_Set problem_
Restate the passage on exporting files, starting with "### Prioritizing some" and going on through "is a directory.", and swap "command line" for "terminal".

_Supplied text_

____

There is also `--depth` option, which works similarly to `wget`'s `--level` option in that it will follow all jump (`a href`) and action links accessible with no more than `--depth` browser navigations from recursion `--root-*`s and then `export mirror` all those URLs (and their requisites) too.
When using `--root-*` options, `--remap-open` works exactly like `wget`'s `--convert-links` in that it will only remap the URLs that are going to be exported and will keep the rest as-is.
Similarly, `--remap-closed` will consider only the URLs reachable from the `--root-*`s in no more that `--depth` jumps as available.
### Prioritizing some files over others
By default, files are read, queued, and then exported in the order they are specified on the command line, in lexicographic file system walk order when an argument is a directory.
(See `--paths-*` and `--walk-*` options below if you want to change this.)

____

_Data supplied_
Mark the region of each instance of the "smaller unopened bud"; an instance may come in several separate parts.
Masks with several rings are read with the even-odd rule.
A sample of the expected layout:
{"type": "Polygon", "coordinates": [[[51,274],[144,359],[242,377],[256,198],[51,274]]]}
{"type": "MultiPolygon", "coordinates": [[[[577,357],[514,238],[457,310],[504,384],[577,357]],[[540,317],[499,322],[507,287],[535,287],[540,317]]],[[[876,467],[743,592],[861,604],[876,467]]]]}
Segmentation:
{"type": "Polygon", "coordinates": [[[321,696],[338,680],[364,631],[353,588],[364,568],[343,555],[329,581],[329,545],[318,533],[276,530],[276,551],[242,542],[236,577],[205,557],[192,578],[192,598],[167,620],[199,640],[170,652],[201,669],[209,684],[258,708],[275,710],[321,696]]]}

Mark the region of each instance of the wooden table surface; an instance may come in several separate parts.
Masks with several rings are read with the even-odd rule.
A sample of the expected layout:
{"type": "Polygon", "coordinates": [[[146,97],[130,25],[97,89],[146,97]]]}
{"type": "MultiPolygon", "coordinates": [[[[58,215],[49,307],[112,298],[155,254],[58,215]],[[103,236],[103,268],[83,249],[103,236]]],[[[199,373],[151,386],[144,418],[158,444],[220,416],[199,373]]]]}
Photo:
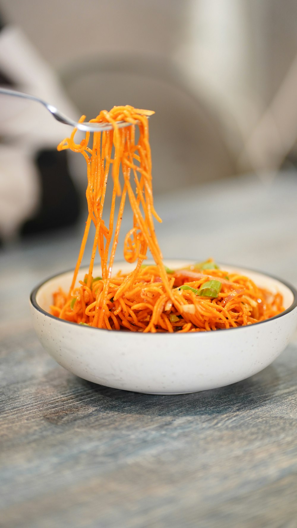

____

_Answer for the task_
### Prioritizing some files over others
By default, files are read, queued, and then exported in the order they are specified on the terminal, in lexicographic file system walk order when an argument is a directory.